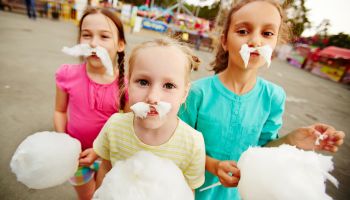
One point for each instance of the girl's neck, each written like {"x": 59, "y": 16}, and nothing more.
{"x": 158, "y": 136}
{"x": 98, "y": 74}
{"x": 238, "y": 80}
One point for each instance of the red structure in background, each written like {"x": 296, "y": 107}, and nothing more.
{"x": 335, "y": 53}
{"x": 331, "y": 63}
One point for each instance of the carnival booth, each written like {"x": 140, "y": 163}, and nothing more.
{"x": 299, "y": 54}
{"x": 332, "y": 63}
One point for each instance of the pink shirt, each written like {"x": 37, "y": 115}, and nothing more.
{"x": 90, "y": 104}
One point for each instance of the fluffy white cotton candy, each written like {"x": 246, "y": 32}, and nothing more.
{"x": 78, "y": 50}
{"x": 284, "y": 172}
{"x": 46, "y": 159}
{"x": 265, "y": 51}
{"x": 144, "y": 176}
{"x": 141, "y": 109}
{"x": 245, "y": 54}
{"x": 319, "y": 138}
{"x": 85, "y": 50}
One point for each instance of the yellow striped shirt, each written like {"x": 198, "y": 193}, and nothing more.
{"x": 118, "y": 141}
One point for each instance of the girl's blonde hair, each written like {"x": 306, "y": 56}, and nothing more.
{"x": 221, "y": 59}
{"x": 121, "y": 37}
{"x": 192, "y": 60}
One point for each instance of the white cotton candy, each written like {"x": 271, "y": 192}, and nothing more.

....

_Directions_:
Print everything above, from the line containing "One point for each instance of the pink" down to the last line of the entries, reproducing each line verbatim.

_In response_:
One point for each instance of the pink shirt, each written like {"x": 37, "y": 115}, and nothing more.
{"x": 90, "y": 104}
One point for each instance of the fluffy white cotton candy, each written like {"x": 246, "y": 32}, and nothing more.
{"x": 78, "y": 50}
{"x": 284, "y": 172}
{"x": 46, "y": 159}
{"x": 265, "y": 51}
{"x": 144, "y": 176}
{"x": 141, "y": 109}
{"x": 245, "y": 54}
{"x": 319, "y": 138}
{"x": 85, "y": 50}
One point for each instance of the yellow striped shirt, each written like {"x": 198, "y": 193}, and nothing more.
{"x": 118, "y": 141}
One point for each instance of the girl's blonde hair, each written like {"x": 306, "y": 56}, and nothing more.
{"x": 221, "y": 59}
{"x": 121, "y": 37}
{"x": 192, "y": 60}
One point for each instance of the white cotton candy, each written like {"x": 271, "y": 192}, and nothing more.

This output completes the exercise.